DOCUMENT SECTION:
Agricultural Involution: The Processes of Ecological Change in Indonesia
- Cover page of 1st edition published in 1963
- Author: Clifford Geertz
- Language: English
- Published: 1963
- Publisher: University of California Press
- Publication place: United States
- ISBN: 978-0-520-00459-7

= Agricultural Involution =

1963 book by Clifford Geertz

Agricultural Involution: The Processes of Ecological Change in Indonesia is one of the most famous of the early works of Clifford Geertz. Its principal thesis is that many centuries of intensifying wet-rice cultivation in Indonesia had produced greater social complexity without significant technological or political change, a process Geertz terms involution.

== Content ==
Written for a particular US-funded project on the local developments and following the modernisation theory of Walt Whitman Rostow, Geertz examines in this book the agricultural system in Indonesia. The two dominant forms of agriculture are swidden and sawah. Swidden is also known as slash and burn and sawah involves irrigated rice paddies. The geographical location of these different types is important. Sawah is the dominant form in both Java and Bali where nearly three-quarters of Indonesia's population live, and swidden is more common in the less central regions.

RAW DATA:
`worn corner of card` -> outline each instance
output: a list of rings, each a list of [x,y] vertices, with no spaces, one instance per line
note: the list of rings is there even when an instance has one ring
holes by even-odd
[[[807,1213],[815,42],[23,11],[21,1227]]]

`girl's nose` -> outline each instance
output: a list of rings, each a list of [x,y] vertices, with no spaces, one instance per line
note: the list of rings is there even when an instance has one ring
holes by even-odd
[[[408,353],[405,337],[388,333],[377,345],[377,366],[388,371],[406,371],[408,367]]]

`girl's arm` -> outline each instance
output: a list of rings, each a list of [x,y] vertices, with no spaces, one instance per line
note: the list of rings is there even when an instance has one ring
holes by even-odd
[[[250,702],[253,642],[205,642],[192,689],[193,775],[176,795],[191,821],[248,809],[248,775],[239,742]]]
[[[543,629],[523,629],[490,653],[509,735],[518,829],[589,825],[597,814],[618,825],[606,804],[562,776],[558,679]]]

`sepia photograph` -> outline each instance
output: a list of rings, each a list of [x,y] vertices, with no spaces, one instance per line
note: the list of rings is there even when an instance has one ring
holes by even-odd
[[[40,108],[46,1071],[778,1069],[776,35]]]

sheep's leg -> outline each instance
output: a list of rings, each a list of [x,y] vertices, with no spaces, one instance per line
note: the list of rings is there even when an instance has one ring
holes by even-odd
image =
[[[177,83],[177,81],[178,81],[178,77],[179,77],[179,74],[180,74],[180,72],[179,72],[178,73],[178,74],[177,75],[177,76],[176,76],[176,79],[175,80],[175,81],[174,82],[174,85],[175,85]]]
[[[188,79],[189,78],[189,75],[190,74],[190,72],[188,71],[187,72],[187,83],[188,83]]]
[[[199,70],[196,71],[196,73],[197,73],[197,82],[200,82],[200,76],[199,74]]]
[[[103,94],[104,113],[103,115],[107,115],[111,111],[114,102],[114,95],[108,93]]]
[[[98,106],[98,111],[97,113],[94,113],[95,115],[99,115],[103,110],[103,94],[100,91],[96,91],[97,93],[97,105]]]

STUDY QUESTIONS:
- a) Repeat the portion of the text about Agricultural Involution starting with "1963 book by" and going on through "Geertz terms involution.".
- b) According to the text about Agricultural Involution, on which two islands is sawah the dominant form of agriculture?
Rely only on the text about Agricultural Involution.

EXPECTED RESPONSES:
- a)
1963 book by Clifford Geertz

Agricultural Involution: The Processes of Ecological Change in Indonesia is one of the most famous of the early works of Clifford Geertz. Its principal thesis is that many centuries of intensifying wet-rice cultivation in Indonesia had produced greater social complexity without significant technological or political change, a process Geertz terms involution.

- b) Java and Bali.